*What this exercise asks*:
1. In the heat exchanger text, what shape is the cross-section of each tube in the brazed construction?
2. Please carry the heat exchanger text forward from its final sentence.

The support assembly 22 encloses the heat exchanger 28. The heat exchanger unit 20 also includes heat exchanger equipment (not shown) as known to one skilled in the art. The support assembly 22 encloses heat exchanger equipment. For example, the heat exchanger equipment includes a compressor and an expansion valve.

The heat exchanger equipment also includes a fan 46 for blowing air over the tubes 42 of the heat exchanger 28. As shown in FIG. 1, the fan 46 is shown as a fan blade. The fan blade is shown for illustrative purposes to show the location and the blowing direction of the fan 46 and it should be appreciated that the fan 46 may include any type of fan blade or blower. The fan 46 moves air through the support assembly 22.

The support assembly 22 as shown in FIG. 1 is a cuboid, i.e. a rectangular box; however it should be appreciated that the support assembly 22 may be any shape. For example, the support assembly 22 may cylindrical. In such a configuration, preferably the side panels 32 are curved and the tubes 42, as shown in FIG. 10, extend along arced paths between the first manifold 38 and the second manifold 40.

Preferably, the heat exchanger 28 has a brazed construction. Preferably, with respect to the brazed construction, each tube 42 has a hyper-ellipse-shaped cross-section, i.e. the cross-section is generally rectangular with rounded corners.

The liquid in the tubes 42 has a lower temperature than air surrounding the tubes 42 and fins 44, which may lead to the formation of condensate on the tubes 42 and fins 44. At least a portion of each of the tubes 42 extends angularly relative to the first plane 26 for draining condensate along the tubes 42 toward a common drainage point 62 to remove the condensate from the tubes 42 and focus the condensate to the common drainage point 62. In other words, each tube includes a continuously inclined surface for efficient drainage of condensate.

*Record list*:
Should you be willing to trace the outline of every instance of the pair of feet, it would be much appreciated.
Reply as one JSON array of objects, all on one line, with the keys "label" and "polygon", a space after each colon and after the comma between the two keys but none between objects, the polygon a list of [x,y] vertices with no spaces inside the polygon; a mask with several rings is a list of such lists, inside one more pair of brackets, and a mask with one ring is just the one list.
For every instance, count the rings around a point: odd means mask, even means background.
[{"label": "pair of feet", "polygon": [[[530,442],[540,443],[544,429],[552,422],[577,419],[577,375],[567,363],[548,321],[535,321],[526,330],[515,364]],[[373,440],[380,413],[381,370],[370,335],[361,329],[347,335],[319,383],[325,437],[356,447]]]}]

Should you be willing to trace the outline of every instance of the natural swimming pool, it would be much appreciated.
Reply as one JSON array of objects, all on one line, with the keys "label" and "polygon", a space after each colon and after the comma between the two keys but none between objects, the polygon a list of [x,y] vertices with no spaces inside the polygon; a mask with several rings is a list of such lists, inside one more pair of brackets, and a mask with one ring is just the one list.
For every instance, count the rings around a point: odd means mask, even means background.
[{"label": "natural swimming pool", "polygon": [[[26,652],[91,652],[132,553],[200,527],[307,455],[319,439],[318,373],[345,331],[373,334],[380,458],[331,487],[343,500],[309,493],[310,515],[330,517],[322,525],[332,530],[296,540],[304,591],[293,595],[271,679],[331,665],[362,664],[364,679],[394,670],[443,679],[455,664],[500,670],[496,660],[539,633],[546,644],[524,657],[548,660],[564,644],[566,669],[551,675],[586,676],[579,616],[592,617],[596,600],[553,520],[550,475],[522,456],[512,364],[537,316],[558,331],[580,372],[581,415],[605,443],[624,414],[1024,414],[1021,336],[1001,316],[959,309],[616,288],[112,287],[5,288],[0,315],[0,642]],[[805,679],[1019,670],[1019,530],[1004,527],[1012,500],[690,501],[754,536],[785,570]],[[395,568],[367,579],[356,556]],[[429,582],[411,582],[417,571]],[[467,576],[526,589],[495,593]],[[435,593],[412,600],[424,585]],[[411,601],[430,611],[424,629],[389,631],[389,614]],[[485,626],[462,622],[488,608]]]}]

*Exercise results*:
1. Each tube has a hyper-ellipse-shaped cross-section, generally rectangular with rounded corners.

2.
Because the condensate is drained from the tubes 42, the condensate is not subject to freezing on the tubes 42. In other words, in certain conditions the condensate would be subject to freezing on the tube and fins 44 if the condensate was not drained from the tubes 42. Frozen condensate on the tubes 42 would prevent the movement of air around the tubes 42 and the fins 44, which would lead to a decrease in heat transfer.

Because the condensate is focused to the common drainage point 62, the condensate is easily managed and drained away from the heat exchanger unit 20. In other words, the condensate is drained toward the common drainage point 62 to prevent the splashing or dripping of condensate from the tubes 42 to the support assembly 22 along the length of the tubes 42. For example, a tray (not shown) may be disposed below the common drainage point 62 to collect the condensate. Because the condensate is directed toward the common drainage point 62, the tray need not extend below the tubes 42 along the length of the tubes 42 but rather only below the common drainage point 62.

Specifically, the tubes 42 preferably include a first section 48 extending at a first angle A relative to the first plane 26. Preferably, the first angle is greater than or equal to 5 degrees.

Preferably, the support assembly 22 is arranged such that the first plane 26 is perpendicular to the direction of gravity. In other words, preferably the support surface 24 is disposed on a surface that is perpendicular to the direction of gravity. When the first plane 26 is perpendicular to the direction of gravity, gravitational forces act on the condensate to move the condensate along the first section 48 of the tubes 42.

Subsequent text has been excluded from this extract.